→ **TASK DESCRIPTION**
Would you please copy every line below that includes the string "rope"?
--- DATASET ENTRIES Enclosed Below ---
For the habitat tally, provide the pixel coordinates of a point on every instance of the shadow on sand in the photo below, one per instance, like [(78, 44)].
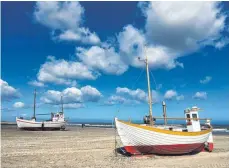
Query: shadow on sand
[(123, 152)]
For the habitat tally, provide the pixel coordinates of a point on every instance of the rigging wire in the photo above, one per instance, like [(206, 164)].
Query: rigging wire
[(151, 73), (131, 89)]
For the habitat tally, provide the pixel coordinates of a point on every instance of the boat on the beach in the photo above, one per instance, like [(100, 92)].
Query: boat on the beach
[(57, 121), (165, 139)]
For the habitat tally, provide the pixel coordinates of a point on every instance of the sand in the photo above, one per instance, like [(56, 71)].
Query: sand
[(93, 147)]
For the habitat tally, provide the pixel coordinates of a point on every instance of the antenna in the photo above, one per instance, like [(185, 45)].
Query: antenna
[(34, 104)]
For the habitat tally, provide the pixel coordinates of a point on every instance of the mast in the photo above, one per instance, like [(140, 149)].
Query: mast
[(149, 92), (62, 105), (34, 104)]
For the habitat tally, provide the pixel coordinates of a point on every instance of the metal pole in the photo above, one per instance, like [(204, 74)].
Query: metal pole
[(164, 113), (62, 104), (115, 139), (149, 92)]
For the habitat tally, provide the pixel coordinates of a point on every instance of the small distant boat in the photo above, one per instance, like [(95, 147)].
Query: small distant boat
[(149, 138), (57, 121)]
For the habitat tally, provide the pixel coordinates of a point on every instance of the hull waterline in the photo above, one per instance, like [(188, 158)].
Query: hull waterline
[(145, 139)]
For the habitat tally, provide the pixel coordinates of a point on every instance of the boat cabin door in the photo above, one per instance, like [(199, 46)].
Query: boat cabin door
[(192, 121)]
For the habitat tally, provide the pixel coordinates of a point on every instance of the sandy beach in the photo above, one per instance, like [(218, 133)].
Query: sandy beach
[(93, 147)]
--- End of Enclosed DATASET ENTRIES ---
--- DATASET ENTRIES Enclosed Below ---
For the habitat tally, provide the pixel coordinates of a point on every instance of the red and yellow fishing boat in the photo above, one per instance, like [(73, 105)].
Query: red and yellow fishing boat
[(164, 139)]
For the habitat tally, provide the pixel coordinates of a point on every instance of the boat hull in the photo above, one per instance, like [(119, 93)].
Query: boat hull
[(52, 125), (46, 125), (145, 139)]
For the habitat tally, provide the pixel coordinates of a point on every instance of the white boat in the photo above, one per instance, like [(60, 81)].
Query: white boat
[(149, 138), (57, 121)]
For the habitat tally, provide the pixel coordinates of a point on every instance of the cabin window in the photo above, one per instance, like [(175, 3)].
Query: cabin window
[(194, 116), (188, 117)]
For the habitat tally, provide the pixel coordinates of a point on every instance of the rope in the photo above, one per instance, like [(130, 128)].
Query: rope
--- End of Enclosed DATASET ENTRIES ---
→ **RESULT BELOW**
For the habitat tally, provide the pixel coordinates of a point on every instance of the rope in the photo above, one per instance, like [(130, 128)].
Query: rope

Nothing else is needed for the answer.